__Exercise prompt__.
Write out all the data again, exactly as shown.

[Stored items]
::::::

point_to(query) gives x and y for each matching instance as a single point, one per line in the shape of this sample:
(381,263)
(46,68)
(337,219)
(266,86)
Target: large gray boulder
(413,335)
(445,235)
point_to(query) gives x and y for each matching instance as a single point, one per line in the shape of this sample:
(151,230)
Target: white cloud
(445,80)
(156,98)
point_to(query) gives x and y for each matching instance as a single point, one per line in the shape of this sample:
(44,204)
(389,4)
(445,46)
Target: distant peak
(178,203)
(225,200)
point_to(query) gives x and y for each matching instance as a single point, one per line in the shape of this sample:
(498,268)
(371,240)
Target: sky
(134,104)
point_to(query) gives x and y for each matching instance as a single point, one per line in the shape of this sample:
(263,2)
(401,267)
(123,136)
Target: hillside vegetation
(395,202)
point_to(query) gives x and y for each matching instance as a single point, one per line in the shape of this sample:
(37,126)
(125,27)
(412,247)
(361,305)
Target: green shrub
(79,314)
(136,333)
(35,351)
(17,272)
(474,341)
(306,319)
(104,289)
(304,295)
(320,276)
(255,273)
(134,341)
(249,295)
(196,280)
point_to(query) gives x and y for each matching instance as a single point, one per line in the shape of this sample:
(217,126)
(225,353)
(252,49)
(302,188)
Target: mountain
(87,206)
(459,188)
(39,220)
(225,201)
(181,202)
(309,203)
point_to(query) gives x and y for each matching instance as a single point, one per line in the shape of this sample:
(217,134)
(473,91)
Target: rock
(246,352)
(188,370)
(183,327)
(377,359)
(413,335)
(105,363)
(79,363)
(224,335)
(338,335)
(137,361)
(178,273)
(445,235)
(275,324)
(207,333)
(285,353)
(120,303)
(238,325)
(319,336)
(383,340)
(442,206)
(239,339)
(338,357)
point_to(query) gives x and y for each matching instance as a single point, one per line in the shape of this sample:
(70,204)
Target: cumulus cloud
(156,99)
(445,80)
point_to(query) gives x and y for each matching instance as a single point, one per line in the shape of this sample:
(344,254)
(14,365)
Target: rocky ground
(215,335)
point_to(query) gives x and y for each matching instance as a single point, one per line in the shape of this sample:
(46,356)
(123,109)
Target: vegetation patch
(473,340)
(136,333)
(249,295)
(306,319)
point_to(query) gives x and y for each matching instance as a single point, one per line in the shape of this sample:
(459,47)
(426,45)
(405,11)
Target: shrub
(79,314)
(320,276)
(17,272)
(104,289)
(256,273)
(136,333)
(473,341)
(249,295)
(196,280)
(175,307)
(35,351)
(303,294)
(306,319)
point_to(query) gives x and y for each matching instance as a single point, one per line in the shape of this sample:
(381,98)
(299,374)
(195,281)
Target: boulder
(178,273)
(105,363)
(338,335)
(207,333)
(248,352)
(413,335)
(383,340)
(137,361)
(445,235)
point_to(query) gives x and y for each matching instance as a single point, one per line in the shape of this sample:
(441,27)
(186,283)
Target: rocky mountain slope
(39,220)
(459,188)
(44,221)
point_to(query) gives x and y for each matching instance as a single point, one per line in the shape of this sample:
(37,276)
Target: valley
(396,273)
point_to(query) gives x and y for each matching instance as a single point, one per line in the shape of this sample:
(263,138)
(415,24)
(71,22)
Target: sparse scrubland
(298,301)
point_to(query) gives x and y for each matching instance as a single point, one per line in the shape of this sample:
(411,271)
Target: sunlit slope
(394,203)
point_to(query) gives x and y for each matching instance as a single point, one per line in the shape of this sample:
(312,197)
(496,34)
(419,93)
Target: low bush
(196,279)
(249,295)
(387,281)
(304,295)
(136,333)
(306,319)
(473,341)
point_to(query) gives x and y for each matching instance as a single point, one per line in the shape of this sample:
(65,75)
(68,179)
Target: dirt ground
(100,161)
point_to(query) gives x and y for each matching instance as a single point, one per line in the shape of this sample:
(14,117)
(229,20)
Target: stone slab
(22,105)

::::::

__Response box__.
point_to(query) gives x and y for each matching instance as a single point, one per line in the shape of this sample:
(381,263)
(46,68)
(337,219)
(266,86)
Target: large gray boulder
(413,335)
(445,235)
point_to(query) gives x and y for each matching instance as a single point, one per line in the shape of this sample:
(151,230)
Target: white cloud
(445,80)
(156,98)
point_to(query) gives x and y for each matching instance as a single point, one per line in the shape of this sample:
(44,204)
(389,4)
(445,46)
Target: distant peak
(178,203)
(225,200)
point_to(query) gives x and y for each matching instance as a single point, one per line in the shape of this sample:
(498,268)
(371,240)
Target: sky
(134,104)
point_to(query) gives x and y for each matching instance as a single point, one per line in the shape of this sample:
(263,2)
(401,267)
(123,136)
Target: hillside vegetation
(395,202)
point_to(query) gives x and y for each matching instance as a single point, one per line in the shape of this sample:
(37,126)
(125,27)
(412,247)
(361,305)
Target: green shrub
(79,314)
(136,333)
(35,351)
(17,272)
(474,341)
(306,319)
(104,289)
(304,295)
(320,276)
(255,273)
(134,341)
(249,295)
(196,280)
point_to(query) gives x and y for each matching instance as a single point, one per line in the shape of this sample:
(217,126)
(225,353)
(252,49)
(302,188)
Target: mountain
(87,206)
(459,188)
(39,220)
(225,201)
(181,202)
(309,203)
point_to(query) gives x and y for each matching instance as a single point, one per line in the shape of this sample:
(217,134)
(473,91)
Target: rock
(246,352)
(188,370)
(183,327)
(377,359)
(413,335)
(105,363)
(79,363)
(224,335)
(338,335)
(137,361)
(178,273)
(445,235)
(275,324)
(207,333)
(285,353)
(120,303)
(238,325)
(319,336)
(383,340)
(442,206)
(239,339)
(338,357)
point_to(query) gives x and y for each matching instance as a single point, one per line in the shape of this sample:
(70,204)
Target: cumulus cloud
(156,99)
(445,80)
point_to(query) gives x and y for each matching instance as a single point, one per line in the shape of this sample:
(344,254)
(14,365)
Target: rocky ground
(215,335)
point_to(query) gives x and y for each matching instance as a single point, one per line in the shape of this sample:
(46,356)
(123,109)
Target: vegetation patch
(473,340)
(136,333)
(249,295)
(306,319)
point_to(query) gives x and y for each matching instance as a single point, one per line in the shape of this sample:
(459,47)
(426,45)
(405,11)
Target: shrub
(79,314)
(320,276)
(17,272)
(104,289)
(256,273)
(136,333)
(473,341)
(249,295)
(196,280)
(175,307)
(35,351)
(303,294)
(306,319)
point_to(query) gives x and y for each matching instance as a single point, one per line in the shape of this sample:
(381,98)
(299,374)
(195,281)
Target: boulder
(178,273)
(105,363)
(338,335)
(207,333)
(248,352)
(413,335)
(383,340)
(137,361)
(445,235)
point_to(query) gives x and y for each matching instance as a single point, one per line in the shape of this sample:
(441,27)
(186,283)
Target: rocky mountain slope
(39,220)
(459,188)
(44,221)
point_to(query) gives x and y for each matching instance as a single point, one per line in the shape of this sample:
(37,276)
Target: valley
(396,273)
point_to(query) gives x and y for each matching instance as a single point, one per line in the shape of this sample:
(263,138)
(415,24)
(71,22)
Target: sparse scrubland
(298,301)
point_to(query) gives x and y for each matching instance as a single point, one per line in the shape of this sample:
(411,271)
Target: sunlit slope
(394,203)
point_to(query) gives x and y for each matching instance as a single point, one per line in the shape of this sample:
(312,197)
(496,34)
(419,93)
Target: low bush
(196,279)
(249,295)
(387,281)
(304,295)
(136,333)
(306,319)
(473,341)
point_to(query) gives x and y for each matching instance as a single point, one per line in the shape of this sample:
(65,75)
(68,179)
Target: dirt ground
(100,161)
point_to(query) gives x and y for each matching instance as a single point, one per line in the shape of this sample:
(14,117)
(229,20)
Target: stone slab
(22,105)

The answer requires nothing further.